Task details: Copy exactly the lines from the "Target: bear eye" line to the end, both included, and nothing else.

Named object pointing entries:

[Begin]

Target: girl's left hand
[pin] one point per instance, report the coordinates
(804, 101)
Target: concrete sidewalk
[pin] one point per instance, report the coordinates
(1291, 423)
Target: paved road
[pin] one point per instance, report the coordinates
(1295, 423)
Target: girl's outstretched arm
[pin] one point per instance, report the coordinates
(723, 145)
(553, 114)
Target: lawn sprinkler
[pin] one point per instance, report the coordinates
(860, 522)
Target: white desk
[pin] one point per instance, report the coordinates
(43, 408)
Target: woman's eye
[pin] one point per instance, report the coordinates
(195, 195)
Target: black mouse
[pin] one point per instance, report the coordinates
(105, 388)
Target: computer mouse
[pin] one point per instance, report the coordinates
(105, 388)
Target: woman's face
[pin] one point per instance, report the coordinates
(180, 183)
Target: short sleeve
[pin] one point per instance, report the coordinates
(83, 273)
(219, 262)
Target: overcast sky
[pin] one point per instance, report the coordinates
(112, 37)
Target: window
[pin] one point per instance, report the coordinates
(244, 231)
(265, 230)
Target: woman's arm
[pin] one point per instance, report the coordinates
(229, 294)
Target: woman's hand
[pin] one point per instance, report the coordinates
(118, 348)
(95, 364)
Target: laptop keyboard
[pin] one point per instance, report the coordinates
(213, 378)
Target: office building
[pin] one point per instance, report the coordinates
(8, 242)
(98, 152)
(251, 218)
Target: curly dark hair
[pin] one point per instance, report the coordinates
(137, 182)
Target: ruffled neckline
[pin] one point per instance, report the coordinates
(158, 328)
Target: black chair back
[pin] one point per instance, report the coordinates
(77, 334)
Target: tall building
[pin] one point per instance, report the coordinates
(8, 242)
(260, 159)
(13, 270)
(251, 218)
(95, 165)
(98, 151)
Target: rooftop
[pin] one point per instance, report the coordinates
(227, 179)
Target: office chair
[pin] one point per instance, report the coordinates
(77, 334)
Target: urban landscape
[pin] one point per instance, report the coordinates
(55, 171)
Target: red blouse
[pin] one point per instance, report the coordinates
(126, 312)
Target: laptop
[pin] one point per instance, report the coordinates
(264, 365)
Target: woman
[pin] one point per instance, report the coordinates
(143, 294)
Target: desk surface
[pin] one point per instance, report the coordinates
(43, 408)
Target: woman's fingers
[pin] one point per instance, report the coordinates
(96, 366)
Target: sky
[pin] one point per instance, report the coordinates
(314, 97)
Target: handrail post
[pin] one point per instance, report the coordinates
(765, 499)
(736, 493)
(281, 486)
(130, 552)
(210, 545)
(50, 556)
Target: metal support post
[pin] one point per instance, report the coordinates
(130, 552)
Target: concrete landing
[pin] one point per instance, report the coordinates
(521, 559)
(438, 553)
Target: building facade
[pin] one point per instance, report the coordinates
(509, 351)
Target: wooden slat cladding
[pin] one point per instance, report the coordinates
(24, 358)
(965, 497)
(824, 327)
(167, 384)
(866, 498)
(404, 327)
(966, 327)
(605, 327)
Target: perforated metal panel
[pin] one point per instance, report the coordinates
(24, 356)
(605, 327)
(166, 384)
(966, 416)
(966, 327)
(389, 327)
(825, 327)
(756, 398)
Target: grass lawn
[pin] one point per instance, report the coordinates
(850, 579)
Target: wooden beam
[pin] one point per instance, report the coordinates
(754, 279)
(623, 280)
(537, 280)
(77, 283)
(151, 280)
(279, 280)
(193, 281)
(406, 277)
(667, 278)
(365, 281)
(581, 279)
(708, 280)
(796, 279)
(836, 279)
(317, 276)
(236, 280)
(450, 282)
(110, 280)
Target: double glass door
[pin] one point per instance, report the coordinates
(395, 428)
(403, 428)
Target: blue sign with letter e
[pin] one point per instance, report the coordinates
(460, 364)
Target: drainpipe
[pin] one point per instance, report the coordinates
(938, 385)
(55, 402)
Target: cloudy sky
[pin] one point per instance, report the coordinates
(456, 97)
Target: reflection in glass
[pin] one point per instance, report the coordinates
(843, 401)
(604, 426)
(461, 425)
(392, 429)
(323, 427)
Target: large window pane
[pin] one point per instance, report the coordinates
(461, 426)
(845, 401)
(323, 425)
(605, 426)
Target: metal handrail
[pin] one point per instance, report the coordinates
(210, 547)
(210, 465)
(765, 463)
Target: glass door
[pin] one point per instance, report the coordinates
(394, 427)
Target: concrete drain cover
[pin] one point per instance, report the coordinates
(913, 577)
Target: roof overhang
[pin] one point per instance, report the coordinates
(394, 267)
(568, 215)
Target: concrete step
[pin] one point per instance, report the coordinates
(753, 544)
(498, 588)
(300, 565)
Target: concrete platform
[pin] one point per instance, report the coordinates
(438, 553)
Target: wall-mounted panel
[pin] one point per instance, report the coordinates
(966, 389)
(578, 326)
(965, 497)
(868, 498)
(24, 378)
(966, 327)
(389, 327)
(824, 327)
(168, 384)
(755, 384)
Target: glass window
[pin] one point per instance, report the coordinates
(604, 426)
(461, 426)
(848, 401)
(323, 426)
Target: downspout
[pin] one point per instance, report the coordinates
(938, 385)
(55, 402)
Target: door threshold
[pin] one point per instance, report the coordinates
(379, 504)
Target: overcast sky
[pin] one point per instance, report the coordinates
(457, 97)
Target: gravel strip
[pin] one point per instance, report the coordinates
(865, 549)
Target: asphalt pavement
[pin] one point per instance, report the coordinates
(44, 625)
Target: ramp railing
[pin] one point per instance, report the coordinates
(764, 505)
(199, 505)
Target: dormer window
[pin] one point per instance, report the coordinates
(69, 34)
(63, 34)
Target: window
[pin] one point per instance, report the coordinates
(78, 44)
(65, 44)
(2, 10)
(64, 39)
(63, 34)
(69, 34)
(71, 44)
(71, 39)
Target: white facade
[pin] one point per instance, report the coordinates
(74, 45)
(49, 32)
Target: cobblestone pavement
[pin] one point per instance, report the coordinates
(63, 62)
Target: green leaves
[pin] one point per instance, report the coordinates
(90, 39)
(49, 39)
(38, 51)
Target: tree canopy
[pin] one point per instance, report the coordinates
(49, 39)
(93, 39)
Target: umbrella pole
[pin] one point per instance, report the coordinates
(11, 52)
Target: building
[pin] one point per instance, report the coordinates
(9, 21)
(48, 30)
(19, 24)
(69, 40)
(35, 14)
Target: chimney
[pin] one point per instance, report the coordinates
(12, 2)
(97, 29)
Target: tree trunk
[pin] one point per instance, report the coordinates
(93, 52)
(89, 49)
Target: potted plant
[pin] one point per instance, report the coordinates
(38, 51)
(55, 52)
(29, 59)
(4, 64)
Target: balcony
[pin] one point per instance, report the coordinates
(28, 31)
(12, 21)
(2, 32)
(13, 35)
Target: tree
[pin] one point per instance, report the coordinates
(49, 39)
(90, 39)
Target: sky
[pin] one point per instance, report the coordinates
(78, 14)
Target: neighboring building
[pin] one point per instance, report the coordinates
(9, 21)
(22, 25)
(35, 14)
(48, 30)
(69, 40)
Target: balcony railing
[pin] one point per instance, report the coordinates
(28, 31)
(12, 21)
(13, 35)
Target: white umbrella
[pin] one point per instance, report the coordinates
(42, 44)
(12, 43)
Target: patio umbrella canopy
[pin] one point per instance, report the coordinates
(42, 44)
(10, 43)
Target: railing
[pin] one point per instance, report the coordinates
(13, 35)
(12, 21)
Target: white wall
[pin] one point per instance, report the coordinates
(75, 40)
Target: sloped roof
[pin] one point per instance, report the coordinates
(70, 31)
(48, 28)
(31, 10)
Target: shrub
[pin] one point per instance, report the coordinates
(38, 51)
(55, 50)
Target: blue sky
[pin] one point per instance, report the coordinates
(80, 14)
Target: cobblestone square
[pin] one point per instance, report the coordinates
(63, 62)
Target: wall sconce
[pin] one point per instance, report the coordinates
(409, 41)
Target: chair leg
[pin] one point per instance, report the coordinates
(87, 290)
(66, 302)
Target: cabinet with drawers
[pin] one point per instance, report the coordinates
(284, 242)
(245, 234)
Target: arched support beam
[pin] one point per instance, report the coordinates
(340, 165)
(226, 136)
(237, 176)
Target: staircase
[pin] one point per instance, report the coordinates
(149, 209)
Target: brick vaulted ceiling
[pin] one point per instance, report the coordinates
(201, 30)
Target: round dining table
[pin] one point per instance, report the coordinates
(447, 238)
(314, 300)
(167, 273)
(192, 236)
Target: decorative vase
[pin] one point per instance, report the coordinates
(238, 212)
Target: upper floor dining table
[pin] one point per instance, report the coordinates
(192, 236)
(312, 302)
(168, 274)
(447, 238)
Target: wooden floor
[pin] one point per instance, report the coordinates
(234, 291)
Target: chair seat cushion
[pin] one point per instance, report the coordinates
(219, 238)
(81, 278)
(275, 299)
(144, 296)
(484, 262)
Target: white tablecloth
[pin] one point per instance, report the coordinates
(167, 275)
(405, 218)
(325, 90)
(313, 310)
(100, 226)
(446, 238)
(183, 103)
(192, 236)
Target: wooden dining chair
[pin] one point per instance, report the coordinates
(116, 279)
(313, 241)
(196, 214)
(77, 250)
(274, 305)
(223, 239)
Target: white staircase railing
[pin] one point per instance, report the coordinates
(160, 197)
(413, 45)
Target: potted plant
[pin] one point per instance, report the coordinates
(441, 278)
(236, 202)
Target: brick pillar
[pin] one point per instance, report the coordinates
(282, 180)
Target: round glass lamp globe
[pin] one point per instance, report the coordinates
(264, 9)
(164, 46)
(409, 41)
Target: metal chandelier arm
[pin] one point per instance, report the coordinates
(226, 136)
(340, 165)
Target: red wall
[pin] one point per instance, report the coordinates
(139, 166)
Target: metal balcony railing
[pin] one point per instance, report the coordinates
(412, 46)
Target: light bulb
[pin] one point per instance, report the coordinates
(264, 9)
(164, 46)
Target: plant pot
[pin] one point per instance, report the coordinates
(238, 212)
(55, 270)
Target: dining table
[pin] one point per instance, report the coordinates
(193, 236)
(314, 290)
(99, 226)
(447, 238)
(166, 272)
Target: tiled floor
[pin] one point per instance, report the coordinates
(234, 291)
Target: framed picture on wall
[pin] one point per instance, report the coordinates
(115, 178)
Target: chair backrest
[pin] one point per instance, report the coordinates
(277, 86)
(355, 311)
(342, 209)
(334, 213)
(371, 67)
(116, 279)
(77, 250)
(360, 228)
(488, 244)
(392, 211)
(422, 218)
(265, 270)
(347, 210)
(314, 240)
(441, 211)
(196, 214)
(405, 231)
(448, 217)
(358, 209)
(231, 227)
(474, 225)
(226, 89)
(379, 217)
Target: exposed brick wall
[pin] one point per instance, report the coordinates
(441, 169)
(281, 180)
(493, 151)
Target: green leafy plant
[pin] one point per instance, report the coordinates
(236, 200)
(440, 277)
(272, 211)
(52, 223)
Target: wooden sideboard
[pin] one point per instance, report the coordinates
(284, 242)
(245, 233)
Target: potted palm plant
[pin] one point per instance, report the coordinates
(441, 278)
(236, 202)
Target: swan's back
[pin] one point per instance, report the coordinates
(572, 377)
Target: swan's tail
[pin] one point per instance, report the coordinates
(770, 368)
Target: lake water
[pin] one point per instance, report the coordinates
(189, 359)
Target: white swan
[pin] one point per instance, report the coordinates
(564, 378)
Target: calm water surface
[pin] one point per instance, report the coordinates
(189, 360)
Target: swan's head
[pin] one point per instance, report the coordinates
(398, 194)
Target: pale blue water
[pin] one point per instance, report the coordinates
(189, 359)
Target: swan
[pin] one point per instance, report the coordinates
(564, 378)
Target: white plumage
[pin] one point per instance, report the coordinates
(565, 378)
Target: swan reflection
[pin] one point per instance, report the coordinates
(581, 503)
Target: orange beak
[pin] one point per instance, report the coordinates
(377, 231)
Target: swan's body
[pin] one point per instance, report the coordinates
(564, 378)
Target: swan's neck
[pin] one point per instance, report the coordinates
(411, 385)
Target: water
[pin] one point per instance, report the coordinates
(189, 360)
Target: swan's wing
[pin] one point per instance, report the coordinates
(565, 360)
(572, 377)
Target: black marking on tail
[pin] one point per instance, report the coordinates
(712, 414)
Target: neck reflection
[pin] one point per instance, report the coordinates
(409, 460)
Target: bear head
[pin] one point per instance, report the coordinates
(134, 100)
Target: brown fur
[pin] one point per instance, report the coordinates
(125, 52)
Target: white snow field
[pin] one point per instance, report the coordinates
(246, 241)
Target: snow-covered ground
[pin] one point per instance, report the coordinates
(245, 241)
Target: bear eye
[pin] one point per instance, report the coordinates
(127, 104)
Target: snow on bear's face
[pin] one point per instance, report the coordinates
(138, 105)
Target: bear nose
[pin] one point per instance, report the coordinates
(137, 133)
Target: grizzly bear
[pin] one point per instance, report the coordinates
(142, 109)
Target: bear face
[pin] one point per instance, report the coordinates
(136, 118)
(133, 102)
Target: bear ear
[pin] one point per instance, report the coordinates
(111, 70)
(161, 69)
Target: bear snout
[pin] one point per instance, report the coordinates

[End]

The solution:
Target: bear eye
[pin] one point per instance, report the coordinates
(127, 104)
Target: snow on bear's face
[pin] one point per instance, report the coordinates
(138, 105)
Target: bear nose
[pin] one point per instance, report the coordinates
(137, 133)
Target: grizzly bear
[pin] one point per instance, report the coordinates
(142, 109)
Target: bear face
[pin] one point per instance, report the coordinates
(136, 118)
(133, 102)
Target: bear ear
[pin] one point per instance, report the coordinates
(111, 70)
(161, 69)
Target: bear snout
[pin] one point per instance, report the coordinates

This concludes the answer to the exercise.